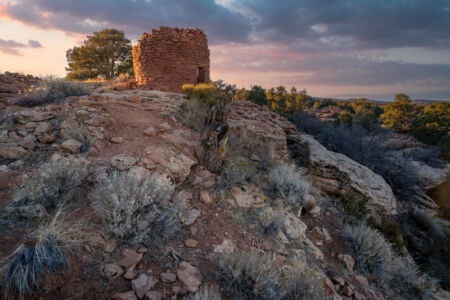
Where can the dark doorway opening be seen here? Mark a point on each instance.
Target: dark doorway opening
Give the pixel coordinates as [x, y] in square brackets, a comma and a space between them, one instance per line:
[201, 75]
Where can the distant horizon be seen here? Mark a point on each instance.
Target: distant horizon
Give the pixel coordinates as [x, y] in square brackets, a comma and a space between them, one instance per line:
[333, 49]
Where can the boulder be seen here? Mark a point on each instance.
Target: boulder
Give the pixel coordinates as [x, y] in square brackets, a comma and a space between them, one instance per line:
[188, 216]
[28, 142]
[123, 162]
[246, 196]
[168, 277]
[336, 173]
[112, 271]
[154, 295]
[429, 176]
[226, 246]
[43, 127]
[190, 243]
[190, 276]
[150, 131]
[47, 138]
[142, 284]
[12, 151]
[117, 140]
[171, 161]
[134, 99]
[293, 227]
[140, 172]
[347, 260]
[164, 127]
[211, 150]
[259, 130]
[206, 197]
[72, 146]
[129, 258]
[124, 296]
[26, 116]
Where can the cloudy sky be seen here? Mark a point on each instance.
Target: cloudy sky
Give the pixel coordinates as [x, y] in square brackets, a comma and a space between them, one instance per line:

#### Exercise details:
Only the text of the listing above should be copied, exactly and with pictures left out.

#### Exercise result:
Where can the dark doorway opening be seen here? Mark a point on each instance.
Target: dark doorway opening
Give the pixel coordinates as [x, y] in square brackets, a comma and a space between them, one instance per line:
[201, 75]
Where can the distant horizon be seen here? Mark a point on each instance.
Target: distant horizon
Give the pixel coordinates as [x, y] in square brackets, a comma and a space between them, one instance per line:
[333, 49]
Where can the boulder be seen here? Mark a point on each instance.
Target: boulder
Give the pixel coordinates as [x, y] in square brackets, a comma and a space between them, one instance per line:
[188, 216]
[28, 142]
[123, 162]
[246, 196]
[168, 277]
[336, 173]
[112, 271]
[154, 295]
[429, 176]
[226, 246]
[43, 127]
[190, 243]
[190, 276]
[150, 131]
[47, 138]
[142, 284]
[12, 151]
[117, 140]
[171, 161]
[134, 99]
[293, 227]
[140, 172]
[347, 260]
[164, 127]
[211, 150]
[259, 130]
[206, 197]
[72, 146]
[129, 258]
[124, 296]
[26, 116]
Where can the cloudy sky be seen here? Mark a point on each instance.
Target: cloudy sky
Give the pixel coordinates as [x, y] in square brackets, a comma and a space between them, one instance per line:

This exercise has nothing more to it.